AIM OF THE TASK.
All the records that follow need to be reproduced exactly. Omit the images.

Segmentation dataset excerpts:
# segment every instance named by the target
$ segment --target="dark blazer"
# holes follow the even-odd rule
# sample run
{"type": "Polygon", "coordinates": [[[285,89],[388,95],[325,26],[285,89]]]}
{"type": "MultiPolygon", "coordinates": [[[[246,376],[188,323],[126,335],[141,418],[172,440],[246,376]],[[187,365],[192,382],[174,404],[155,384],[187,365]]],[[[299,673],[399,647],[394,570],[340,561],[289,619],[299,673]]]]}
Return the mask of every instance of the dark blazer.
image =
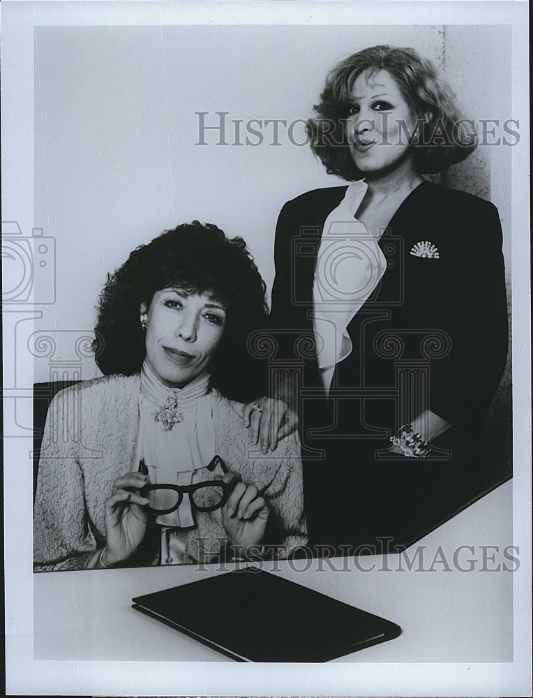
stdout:
{"type": "MultiPolygon", "coordinates": [[[[345,496],[347,509],[354,508],[354,489],[368,493],[379,483],[371,505],[390,507],[407,491],[420,499],[421,483],[435,488],[465,467],[475,487],[484,466],[479,458],[472,463],[472,454],[479,452],[476,442],[507,351],[497,210],[428,181],[411,193],[380,240],[387,269],[348,326],[354,348],[338,364],[326,400],[313,348],[313,282],[322,227],[346,188],[317,189],[288,202],[276,234],[270,329],[277,351],[271,364],[299,374],[301,436],[308,483],[313,481],[308,502],[312,507],[320,490],[322,509],[325,473],[334,474],[332,500],[345,496]],[[438,259],[410,253],[423,241],[436,246],[438,259]],[[389,436],[424,408],[452,424],[433,443],[432,462],[399,462],[385,454],[389,436]],[[317,466],[324,459],[326,470],[317,466]]],[[[368,521],[368,498],[363,499],[368,521]]],[[[352,525],[348,519],[343,526],[352,525]]]]}

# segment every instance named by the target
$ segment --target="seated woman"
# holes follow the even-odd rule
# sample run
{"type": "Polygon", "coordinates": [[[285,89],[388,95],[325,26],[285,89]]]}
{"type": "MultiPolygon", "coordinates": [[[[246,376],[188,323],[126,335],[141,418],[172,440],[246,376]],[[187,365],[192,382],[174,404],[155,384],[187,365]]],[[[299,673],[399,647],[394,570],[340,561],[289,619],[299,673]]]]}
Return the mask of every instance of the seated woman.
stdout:
{"type": "Polygon", "coordinates": [[[197,221],[108,276],[95,341],[106,376],[48,411],[36,571],[218,561],[269,544],[287,556],[306,543],[297,437],[264,456],[231,399],[252,383],[264,292],[244,242],[197,221]]]}

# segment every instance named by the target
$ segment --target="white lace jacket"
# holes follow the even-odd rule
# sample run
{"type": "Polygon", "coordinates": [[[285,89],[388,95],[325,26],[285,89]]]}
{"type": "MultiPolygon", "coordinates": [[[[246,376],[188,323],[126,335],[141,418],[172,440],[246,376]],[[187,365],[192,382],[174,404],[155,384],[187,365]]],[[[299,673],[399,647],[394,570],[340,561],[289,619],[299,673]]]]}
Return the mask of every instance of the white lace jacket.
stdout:
{"type": "MultiPolygon", "coordinates": [[[[50,404],[43,438],[33,517],[36,571],[83,569],[105,544],[104,504],[113,482],[132,470],[139,425],[138,376],[111,376],[62,390],[50,404]]],[[[263,455],[242,422],[242,405],[213,390],[217,452],[243,482],[264,489],[283,530],[284,554],[305,544],[300,445],[296,435],[263,455]]],[[[213,473],[213,475],[216,473],[213,473]]],[[[197,512],[185,561],[208,562],[227,540],[220,510],[197,512]]]]}

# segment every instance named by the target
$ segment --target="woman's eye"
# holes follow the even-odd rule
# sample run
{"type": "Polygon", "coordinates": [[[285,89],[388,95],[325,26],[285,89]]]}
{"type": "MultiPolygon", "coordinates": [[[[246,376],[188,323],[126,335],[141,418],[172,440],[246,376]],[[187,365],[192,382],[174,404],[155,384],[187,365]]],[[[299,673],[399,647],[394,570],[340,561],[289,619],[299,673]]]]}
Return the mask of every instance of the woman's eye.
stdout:
{"type": "Polygon", "coordinates": [[[165,305],[167,308],[173,308],[174,309],[178,309],[183,307],[181,301],[177,300],[175,298],[169,298],[165,302],[165,305]]]}
{"type": "Polygon", "coordinates": [[[224,324],[224,318],[215,313],[206,313],[204,317],[212,325],[222,325],[224,324]]]}

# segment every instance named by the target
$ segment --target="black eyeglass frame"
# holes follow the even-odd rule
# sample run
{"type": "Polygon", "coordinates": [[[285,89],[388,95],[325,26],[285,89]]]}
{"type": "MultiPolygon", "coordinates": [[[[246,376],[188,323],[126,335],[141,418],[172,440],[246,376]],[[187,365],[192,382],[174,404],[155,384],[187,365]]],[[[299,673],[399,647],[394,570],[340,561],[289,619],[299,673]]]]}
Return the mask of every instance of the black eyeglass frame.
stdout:
{"type": "MultiPolygon", "coordinates": [[[[214,470],[217,466],[220,466],[224,473],[227,473],[226,464],[220,456],[215,456],[211,463],[209,463],[209,466],[207,466],[207,469],[209,470],[214,470]]],[[[139,471],[144,474],[147,474],[148,473],[148,469],[146,467],[144,461],[141,461],[139,463],[139,471]]],[[[157,489],[170,489],[178,493],[177,504],[171,507],[170,509],[154,509],[153,507],[151,507],[149,504],[147,505],[147,508],[152,512],[152,513],[156,514],[158,516],[162,516],[165,514],[172,514],[172,512],[175,512],[179,507],[181,502],[183,502],[184,494],[188,495],[190,507],[193,510],[201,512],[214,512],[217,509],[220,509],[226,503],[232,491],[232,487],[227,482],[223,482],[220,480],[202,480],[202,482],[197,482],[195,484],[187,485],[165,484],[163,483],[158,483],[156,484],[144,485],[144,487],[139,491],[139,493],[142,497],[146,497],[149,492],[152,492],[157,489]],[[195,492],[196,490],[202,489],[204,487],[220,487],[220,489],[223,490],[222,498],[220,502],[218,502],[216,504],[209,507],[200,507],[196,504],[196,503],[193,500],[192,494],[193,492],[195,492]]]]}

COMPLETE ANSWER.
# segment every instance named by the target
$ segment --target="dark blazer"
# holes follow the even-odd rule
# sample run
{"type": "Polygon", "coordinates": [[[285,89],[388,95],[325,26],[285,89]]]}
{"type": "MultiPolygon", "coordinates": [[[[246,376],[188,323],[126,335],[141,418],[172,440],[246,376]],[[187,365],[192,382],[174,404],[155,384],[187,365]]],[[[299,673],[399,647],[394,570],[340,561],[289,619],[299,673]]]]}
Return the mask of every instance of the dark blazer.
image =
stdout:
{"type": "MultiPolygon", "coordinates": [[[[345,496],[347,509],[354,508],[354,489],[368,493],[379,483],[371,505],[390,507],[407,491],[420,499],[421,483],[435,488],[465,467],[475,487],[484,466],[479,458],[472,463],[472,454],[479,452],[476,442],[507,351],[497,210],[428,181],[411,193],[380,240],[387,269],[348,326],[354,348],[338,364],[326,400],[313,348],[313,282],[322,227],[346,188],[317,189],[288,202],[276,234],[270,329],[277,351],[271,364],[299,374],[301,436],[308,483],[313,481],[308,502],[312,507],[320,490],[322,509],[325,473],[334,474],[332,500],[345,496]],[[438,259],[410,253],[423,241],[436,246],[438,259]],[[389,436],[424,408],[452,424],[433,443],[432,462],[399,462],[385,454],[389,436]],[[317,466],[324,459],[326,470],[317,466]]],[[[368,521],[368,498],[363,499],[368,521]]],[[[352,525],[348,519],[343,526],[352,525]]]]}

# segment every instance named by the target
$ segment --target="seated woman"
# holes follow the even-odd rule
# sample run
{"type": "Polygon", "coordinates": [[[285,89],[388,95],[325,26],[285,89]]]}
{"type": "MultiPolygon", "coordinates": [[[[246,376],[188,323],[126,335],[141,418],[172,440],[246,376]],[[187,365],[192,382],[174,404],[155,384],[187,365]]],[[[299,673],[399,647],[394,570],[340,561],[289,619],[299,673]]]]}
Return the mask of every instance of the seated woman.
stdout:
{"type": "Polygon", "coordinates": [[[197,221],[108,276],[95,341],[106,376],[48,411],[36,571],[218,561],[269,544],[287,556],[306,543],[297,437],[264,456],[231,399],[252,383],[264,292],[244,242],[197,221]]]}

# segment every instance named by the target
$ segment --target="white lace jacket"
# holes follow the even-odd rule
# sample run
{"type": "Polygon", "coordinates": [[[285,89],[388,95],[325,26],[285,89]]]}
{"type": "MultiPolygon", "coordinates": [[[[246,376],[188,323],[126,335],[141,418],[172,440],[246,376]],[[187,365],[192,382],[174,404],[155,384],[187,365]]],[[[299,673],[399,647],[394,570],[340,561],[289,619],[299,673]]]]}
Return the mask of every instance of the white lace jacket.
stdout:
{"type": "MultiPolygon", "coordinates": [[[[50,404],[43,438],[33,517],[36,571],[83,569],[105,544],[104,504],[113,482],[132,470],[139,425],[138,376],[111,376],[62,390],[50,404]]],[[[263,455],[242,422],[242,405],[213,390],[217,452],[243,482],[264,489],[283,530],[284,554],[305,544],[300,445],[296,435],[263,455]]],[[[213,473],[213,475],[216,473],[213,473]]],[[[197,512],[185,561],[208,562],[227,540],[220,510],[197,512]]]]}

# segment every instance named by the target
$ segment --target="woman's eye"
# holes follow the even-odd rule
# sample run
{"type": "Polygon", "coordinates": [[[285,89],[388,95],[325,26],[285,89]]]}
{"type": "MultiPolygon", "coordinates": [[[[246,376],[188,323],[126,335],[141,418],[172,440],[246,376]],[[187,365],[192,382],[174,404],[155,384],[187,365]]],[[[299,673],[399,647],[394,570],[340,561],[289,619],[299,673]]]]}
Return the mask of every instance of the woman's eye.
stdout:
{"type": "Polygon", "coordinates": [[[165,305],[167,308],[173,308],[174,309],[178,309],[183,307],[181,301],[177,300],[175,298],[169,298],[165,302],[165,305]]]}
{"type": "Polygon", "coordinates": [[[224,324],[224,318],[215,313],[206,313],[204,317],[212,325],[222,325],[224,324]]]}

# segment every instance named by the target
$ segment --target="black eyeglass frame"
# holes follow the even-odd rule
# sample run
{"type": "Polygon", "coordinates": [[[285,89],[388,95],[325,26],[285,89]]]}
{"type": "MultiPolygon", "coordinates": [[[[246,376],[188,323],[126,335],[141,418],[172,440],[246,376]],[[187,365],[192,382],[174,404],[155,384],[187,365]]],[[[299,673],[399,647],[394,570],[340,561],[289,619],[299,673]]]]}
Return the mask of every instance of the black eyeglass frame.
stdout:
{"type": "MultiPolygon", "coordinates": [[[[214,470],[217,466],[220,466],[224,473],[227,473],[226,464],[220,456],[215,456],[211,463],[209,463],[209,466],[207,466],[207,469],[209,470],[214,470]]],[[[139,471],[144,474],[147,474],[148,473],[148,469],[146,467],[144,461],[141,461],[139,463],[139,471]]],[[[157,489],[170,489],[178,493],[177,504],[171,507],[170,509],[154,509],[153,507],[151,507],[149,504],[147,505],[147,508],[152,512],[152,513],[156,514],[158,516],[162,516],[165,514],[172,514],[172,512],[175,512],[179,507],[181,502],[183,502],[184,494],[188,495],[190,507],[193,510],[201,512],[214,512],[217,509],[220,509],[226,503],[232,491],[232,487],[227,482],[223,482],[220,480],[202,480],[202,482],[197,482],[195,484],[187,485],[165,484],[163,483],[158,483],[156,484],[144,485],[144,487],[139,491],[139,493],[142,497],[146,497],[149,492],[152,492],[157,489]],[[195,492],[196,490],[202,489],[204,487],[220,487],[220,489],[223,490],[222,498],[220,502],[218,502],[216,504],[209,507],[200,507],[196,504],[196,503],[193,500],[192,494],[193,492],[195,492]]]]}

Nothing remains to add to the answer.